__GOAL OF THE EXERCISE__. Write the next part of the story below about a noisy hotel toilet, starting right after its last sentence.

__EXCERPTED PASSAGE__.
• • • •

Reading this Reddit thread on stupid customer stories reminded me of the stupidest thing I’ve ever done as a customer. I had flown all night and gotten into my hotel near San Francisco International very late. Blearily, I unpacked my toilet case and brushed my teeth, had a pee, flushed and climbed into bed. The toilet’s plumbing made a moderate amount of noise as the cistern refilled, but just as it got to the point where the stopcock kicked it, it began to make a horrible, loud, nerve-jangling BRRRRRRRRRRRR noise.
I waited a couple of minutes for it to stop, but it wouldn’t stop. I got out bed and looked under the toilet. I jiggled the handle. I flushed. BRRRRRRRRRRRR
I called the front desk. “Hi. There’s something really wrong with my toilet. I flushed it and now it’s going BRRRRRRRRRRRR. Can you find a maintenance person, please?”

• • • •

__MATERIAL SHOWN__.
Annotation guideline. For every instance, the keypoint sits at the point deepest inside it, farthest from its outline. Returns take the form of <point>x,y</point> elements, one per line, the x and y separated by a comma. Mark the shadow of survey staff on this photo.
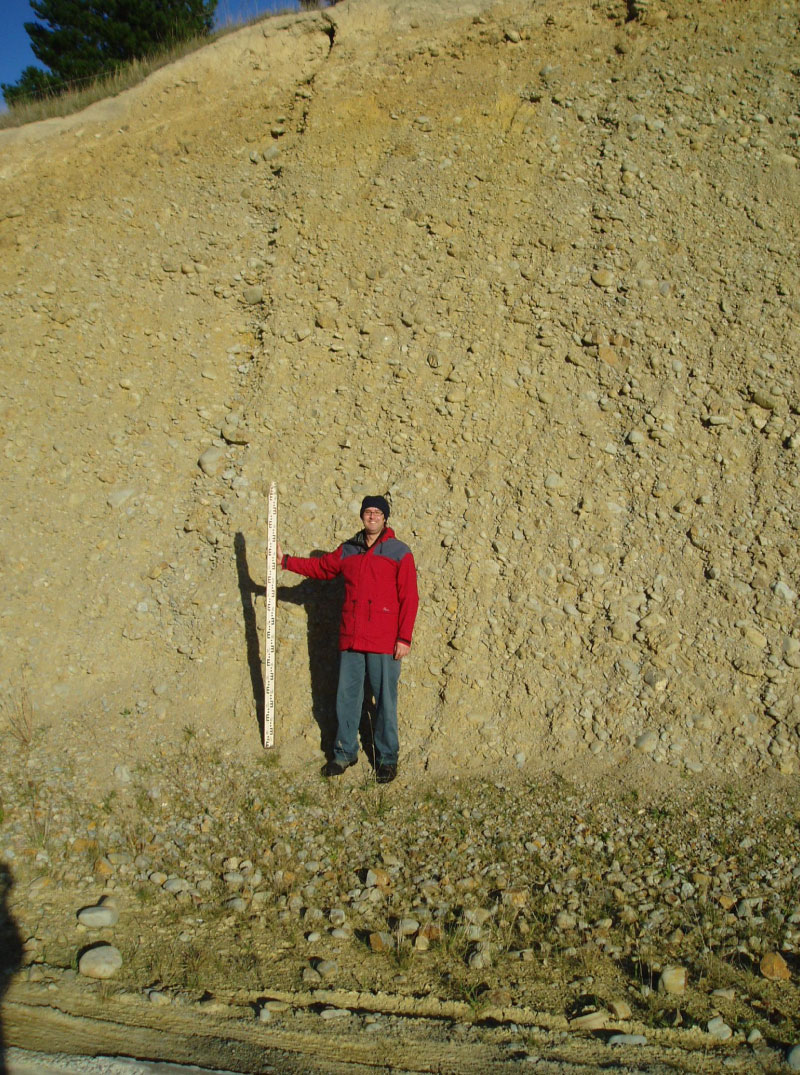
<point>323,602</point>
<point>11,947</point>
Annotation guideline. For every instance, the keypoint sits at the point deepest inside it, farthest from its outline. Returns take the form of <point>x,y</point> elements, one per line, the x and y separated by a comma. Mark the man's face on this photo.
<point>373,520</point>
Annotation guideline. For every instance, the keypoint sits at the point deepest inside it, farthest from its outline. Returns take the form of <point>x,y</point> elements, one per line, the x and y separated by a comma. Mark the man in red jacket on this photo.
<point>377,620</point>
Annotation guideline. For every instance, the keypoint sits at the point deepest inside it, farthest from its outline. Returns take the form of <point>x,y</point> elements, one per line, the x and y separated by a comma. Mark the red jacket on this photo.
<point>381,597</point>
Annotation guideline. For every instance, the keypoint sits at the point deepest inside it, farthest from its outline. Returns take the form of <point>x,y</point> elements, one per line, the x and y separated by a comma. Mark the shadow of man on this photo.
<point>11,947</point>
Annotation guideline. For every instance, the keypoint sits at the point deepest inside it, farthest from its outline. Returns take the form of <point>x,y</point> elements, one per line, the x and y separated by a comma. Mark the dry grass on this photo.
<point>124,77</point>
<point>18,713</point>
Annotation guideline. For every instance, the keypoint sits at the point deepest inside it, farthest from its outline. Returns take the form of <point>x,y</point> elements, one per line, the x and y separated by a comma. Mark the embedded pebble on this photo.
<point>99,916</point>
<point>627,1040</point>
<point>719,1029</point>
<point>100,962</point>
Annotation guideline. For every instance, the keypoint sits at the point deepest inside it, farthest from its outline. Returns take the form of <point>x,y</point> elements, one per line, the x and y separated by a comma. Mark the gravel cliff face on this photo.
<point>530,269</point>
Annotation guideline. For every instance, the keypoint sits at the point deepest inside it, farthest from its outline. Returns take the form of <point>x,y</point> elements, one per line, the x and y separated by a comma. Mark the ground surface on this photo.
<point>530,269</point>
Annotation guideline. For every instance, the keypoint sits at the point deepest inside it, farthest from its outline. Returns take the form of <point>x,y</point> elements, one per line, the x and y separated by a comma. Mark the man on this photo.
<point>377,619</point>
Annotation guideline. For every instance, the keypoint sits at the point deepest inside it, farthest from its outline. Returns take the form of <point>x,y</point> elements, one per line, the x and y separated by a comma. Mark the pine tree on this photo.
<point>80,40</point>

• • • •

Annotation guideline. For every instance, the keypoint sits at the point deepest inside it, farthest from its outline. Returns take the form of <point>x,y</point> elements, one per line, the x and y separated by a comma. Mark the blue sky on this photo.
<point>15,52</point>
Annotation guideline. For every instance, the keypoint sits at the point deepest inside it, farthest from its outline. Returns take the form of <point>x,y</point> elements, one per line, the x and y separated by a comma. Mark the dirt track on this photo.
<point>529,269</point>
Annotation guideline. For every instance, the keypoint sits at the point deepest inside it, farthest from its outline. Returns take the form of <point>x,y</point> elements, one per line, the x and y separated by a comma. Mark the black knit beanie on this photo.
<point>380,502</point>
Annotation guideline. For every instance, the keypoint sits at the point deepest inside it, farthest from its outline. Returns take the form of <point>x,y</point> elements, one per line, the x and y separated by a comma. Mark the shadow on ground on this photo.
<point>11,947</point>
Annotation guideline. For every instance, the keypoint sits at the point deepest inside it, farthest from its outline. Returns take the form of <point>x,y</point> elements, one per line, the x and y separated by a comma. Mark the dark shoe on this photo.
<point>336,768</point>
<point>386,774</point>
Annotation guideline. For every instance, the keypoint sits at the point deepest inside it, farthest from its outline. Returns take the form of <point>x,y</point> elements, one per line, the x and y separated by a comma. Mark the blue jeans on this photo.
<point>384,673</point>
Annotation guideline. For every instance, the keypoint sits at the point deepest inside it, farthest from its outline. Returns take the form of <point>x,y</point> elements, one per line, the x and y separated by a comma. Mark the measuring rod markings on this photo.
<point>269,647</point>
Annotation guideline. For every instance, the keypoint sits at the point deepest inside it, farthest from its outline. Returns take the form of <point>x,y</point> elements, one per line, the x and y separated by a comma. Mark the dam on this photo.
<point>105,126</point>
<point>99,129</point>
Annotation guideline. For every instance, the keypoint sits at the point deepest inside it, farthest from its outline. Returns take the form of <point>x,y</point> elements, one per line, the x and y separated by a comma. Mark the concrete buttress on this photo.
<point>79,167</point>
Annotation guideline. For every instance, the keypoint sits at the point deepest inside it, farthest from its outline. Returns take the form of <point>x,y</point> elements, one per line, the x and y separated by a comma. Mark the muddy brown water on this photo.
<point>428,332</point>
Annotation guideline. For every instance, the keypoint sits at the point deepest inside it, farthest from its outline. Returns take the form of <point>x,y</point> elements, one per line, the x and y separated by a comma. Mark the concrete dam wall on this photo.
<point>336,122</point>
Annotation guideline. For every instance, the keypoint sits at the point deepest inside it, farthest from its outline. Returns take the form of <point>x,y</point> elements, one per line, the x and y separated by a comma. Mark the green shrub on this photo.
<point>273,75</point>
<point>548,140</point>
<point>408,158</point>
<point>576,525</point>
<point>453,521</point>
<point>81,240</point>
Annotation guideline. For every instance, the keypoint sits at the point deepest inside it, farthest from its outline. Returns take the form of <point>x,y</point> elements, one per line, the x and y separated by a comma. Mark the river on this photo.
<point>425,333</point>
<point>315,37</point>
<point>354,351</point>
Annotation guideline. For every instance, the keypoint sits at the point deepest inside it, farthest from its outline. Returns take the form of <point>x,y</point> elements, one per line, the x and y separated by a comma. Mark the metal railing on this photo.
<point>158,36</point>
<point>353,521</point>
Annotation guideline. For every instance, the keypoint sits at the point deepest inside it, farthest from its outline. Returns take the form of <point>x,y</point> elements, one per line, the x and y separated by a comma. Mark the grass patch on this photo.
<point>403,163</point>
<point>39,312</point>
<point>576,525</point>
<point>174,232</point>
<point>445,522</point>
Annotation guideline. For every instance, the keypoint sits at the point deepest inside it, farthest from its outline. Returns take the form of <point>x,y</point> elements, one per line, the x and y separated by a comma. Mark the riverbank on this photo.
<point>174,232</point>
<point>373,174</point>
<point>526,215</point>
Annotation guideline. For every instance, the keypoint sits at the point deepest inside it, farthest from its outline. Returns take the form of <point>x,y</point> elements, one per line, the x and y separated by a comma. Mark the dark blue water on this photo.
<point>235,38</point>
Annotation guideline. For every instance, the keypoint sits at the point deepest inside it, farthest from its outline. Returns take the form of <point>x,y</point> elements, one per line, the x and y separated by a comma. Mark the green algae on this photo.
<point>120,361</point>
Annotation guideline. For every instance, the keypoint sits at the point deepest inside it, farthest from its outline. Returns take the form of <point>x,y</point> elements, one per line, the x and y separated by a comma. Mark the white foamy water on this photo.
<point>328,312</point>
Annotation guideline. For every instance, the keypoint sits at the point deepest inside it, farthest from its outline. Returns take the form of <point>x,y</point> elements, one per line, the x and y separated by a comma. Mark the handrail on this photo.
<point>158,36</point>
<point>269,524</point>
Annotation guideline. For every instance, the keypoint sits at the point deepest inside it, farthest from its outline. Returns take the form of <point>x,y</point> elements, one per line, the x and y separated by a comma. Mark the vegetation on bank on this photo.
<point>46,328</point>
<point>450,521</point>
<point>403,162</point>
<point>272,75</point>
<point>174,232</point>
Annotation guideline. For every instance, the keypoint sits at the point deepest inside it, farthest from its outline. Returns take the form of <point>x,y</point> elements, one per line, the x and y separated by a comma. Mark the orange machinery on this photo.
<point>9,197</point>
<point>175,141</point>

• • • •

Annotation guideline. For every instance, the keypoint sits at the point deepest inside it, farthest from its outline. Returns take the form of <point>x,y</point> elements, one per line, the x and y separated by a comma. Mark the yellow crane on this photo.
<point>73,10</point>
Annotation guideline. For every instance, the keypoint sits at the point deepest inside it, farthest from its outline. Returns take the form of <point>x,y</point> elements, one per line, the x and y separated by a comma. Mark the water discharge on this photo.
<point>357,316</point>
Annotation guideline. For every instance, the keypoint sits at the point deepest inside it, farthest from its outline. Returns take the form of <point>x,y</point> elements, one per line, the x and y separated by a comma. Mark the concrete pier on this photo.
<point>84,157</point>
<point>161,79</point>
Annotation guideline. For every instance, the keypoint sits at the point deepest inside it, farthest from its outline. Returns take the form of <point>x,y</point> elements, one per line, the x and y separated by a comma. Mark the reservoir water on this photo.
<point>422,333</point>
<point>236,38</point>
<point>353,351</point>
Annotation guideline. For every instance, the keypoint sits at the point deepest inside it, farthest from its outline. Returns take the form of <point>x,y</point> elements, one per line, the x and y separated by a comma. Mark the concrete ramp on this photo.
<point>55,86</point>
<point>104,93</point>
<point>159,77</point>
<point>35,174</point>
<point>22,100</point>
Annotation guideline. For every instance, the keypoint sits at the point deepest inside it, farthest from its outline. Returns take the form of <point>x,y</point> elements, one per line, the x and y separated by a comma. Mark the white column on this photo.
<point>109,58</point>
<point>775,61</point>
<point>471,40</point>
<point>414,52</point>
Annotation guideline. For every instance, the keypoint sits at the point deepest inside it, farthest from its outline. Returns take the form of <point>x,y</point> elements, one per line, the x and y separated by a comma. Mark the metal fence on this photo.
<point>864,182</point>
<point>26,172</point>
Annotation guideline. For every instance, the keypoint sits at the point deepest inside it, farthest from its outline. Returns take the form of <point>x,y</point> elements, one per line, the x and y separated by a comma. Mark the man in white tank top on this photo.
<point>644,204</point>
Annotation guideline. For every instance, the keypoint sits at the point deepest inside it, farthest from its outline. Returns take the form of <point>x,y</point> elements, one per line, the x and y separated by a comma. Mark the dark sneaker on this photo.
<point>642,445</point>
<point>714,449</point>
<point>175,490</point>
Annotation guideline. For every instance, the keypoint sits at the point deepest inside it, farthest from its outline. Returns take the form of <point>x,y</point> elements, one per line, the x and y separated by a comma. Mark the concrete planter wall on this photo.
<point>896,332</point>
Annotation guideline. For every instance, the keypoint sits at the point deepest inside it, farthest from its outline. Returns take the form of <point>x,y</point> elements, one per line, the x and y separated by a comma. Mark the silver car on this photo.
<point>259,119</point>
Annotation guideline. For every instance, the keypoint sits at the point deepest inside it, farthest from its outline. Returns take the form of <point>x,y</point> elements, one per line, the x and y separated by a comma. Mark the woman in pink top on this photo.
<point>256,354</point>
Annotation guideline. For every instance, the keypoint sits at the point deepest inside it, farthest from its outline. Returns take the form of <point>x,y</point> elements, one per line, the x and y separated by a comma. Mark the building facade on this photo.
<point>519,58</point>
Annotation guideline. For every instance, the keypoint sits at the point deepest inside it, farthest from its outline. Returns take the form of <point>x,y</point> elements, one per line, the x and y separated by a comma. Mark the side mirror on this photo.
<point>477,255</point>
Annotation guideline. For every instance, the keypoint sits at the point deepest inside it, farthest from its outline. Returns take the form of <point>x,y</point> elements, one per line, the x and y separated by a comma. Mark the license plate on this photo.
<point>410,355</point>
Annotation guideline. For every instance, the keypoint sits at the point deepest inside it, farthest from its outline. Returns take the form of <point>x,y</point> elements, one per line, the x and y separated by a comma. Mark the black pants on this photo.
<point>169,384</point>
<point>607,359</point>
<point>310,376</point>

• • • •

__ANSWER TO THIS TASK__.
It was about 1AM. There weren’t a lot of maintenance people around. Ten minutes went by. BRRRRRRRRRRRR. Fifteen minutes. BRRRRRRRRRRRR.
I called the front desk again. “Hi, I don’t mean to be impatient, but I’ve got a meeting early tomorrow morning and I really need to get some sleep. If you can’t get a maintenance staffer in the next couple minutes, I think I’ll need another room, OK?”
The maintenance guy came. I told him what had happened. We stood in the bathroom together, blearily, confronting the incredible, loud, nonstop BRRRRRRRRRRRR that seemed to come from all around us as the pipes shivered in the very walls. “I’ve never heard a toilet make that noise before,” the maintenance guy said. “Me neither. I’ll just wait in the room.”
I went and sat on the bed, half-fuming, half-dozing. Suddenly, the BRRRRRRRRRRRR noise became much quieter: brrrrrrrrrrrr. Then, quieter still: brrrrrrrrrrrr.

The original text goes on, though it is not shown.